> **To-do list**:
A. Using the spring-cleaning post below, answer each question in a few words, marking your answers (i), (ii) and (iii).
(i) Which items from the daughter's first year are listed?
(ii) What kind of entrepreneur does the post say ends up with too much advice, too many platforms and too many tools?
(iii) What is the first entry under the table of contents?
B. For each statement, decide whether the spring-cleaning post below supports it. Answer yes or no, and quote the words from the post that settle it.
(i) The writer's daughter is still a baby.
(ii) The post calls spring cleaning your priorities the priority.
(iii) The post says its advice applies only when it is read in spring.

> **Page**:
====

While you’re decluttering your closets and organizing your garage, there’s something else that desperately needs some deep spring-cleaning stye cleaning.
Your business priorities.Because your to-do list might be a hoarder’s edition disaster.
My daughter is not a baby anymore, which means all the infant stuff has to go. Baby swings, carriers, rattles she never used…let me tell ya, the clutter from that first year is real.
The same thing happens when you’re an accidental entrepreneur. You accumulate so much advice, so many platforms, so many tools that by the time you look up, you’re drowning in your own to-do list.
Time for some spring cleaning (regardless of when you’re reading this).
Today we’re pulling in the timeliness of spring cleaning into your business because I think it’s time to spring clean your priorities.
And spring cleaning your priorities IS the priority.
Table of Contents
- Why Does Your TPT Business Feel Like You’re Drinking From a Fire Hose?

====

> **Recorded information**:
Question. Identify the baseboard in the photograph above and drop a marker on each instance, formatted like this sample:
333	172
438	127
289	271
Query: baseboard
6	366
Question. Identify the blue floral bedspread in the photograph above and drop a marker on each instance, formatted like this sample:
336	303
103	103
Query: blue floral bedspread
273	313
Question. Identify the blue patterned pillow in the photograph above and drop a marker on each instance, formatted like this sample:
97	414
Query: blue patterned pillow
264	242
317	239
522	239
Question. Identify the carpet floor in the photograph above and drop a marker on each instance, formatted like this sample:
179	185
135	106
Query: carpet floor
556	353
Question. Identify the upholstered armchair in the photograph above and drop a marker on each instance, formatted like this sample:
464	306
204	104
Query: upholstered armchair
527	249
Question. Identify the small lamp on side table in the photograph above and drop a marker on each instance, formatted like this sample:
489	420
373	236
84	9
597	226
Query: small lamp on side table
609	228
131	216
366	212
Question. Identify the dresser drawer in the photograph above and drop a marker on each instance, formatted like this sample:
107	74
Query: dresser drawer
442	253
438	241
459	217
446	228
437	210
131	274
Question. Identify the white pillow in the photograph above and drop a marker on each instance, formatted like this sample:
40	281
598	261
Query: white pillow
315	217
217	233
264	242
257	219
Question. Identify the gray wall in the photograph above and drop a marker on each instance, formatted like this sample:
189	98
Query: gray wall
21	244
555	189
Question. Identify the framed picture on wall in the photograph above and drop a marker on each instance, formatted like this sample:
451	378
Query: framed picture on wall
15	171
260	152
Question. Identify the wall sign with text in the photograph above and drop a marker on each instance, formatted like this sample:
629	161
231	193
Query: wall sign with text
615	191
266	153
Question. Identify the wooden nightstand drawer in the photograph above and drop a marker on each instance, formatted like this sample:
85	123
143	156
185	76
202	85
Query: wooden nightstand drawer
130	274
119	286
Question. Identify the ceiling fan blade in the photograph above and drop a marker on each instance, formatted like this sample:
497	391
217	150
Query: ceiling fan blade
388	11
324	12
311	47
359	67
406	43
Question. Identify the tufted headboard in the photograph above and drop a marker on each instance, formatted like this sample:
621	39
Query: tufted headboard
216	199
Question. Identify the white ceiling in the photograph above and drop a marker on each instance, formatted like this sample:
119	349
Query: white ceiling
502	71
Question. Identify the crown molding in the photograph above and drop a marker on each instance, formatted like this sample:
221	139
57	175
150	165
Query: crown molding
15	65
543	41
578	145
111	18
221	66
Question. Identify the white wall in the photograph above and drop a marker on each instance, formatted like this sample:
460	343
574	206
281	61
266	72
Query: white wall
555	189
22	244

====

> **Answers in order**:
A.
(i) Baby swings, carriers, and rattles she never used.
(ii) An accidental entrepreneur.
(iii) "Why Does Your TPT Business Feel Like You’re Drinking From a Fire Hose?"

B.
(i) No: "My daughter is not a baby anymore"
(ii) Yes: "And spring cleaning your priorities IS the priority."
(iii) No: "Time for some spring cleaning (regardless of when you’re reading this)."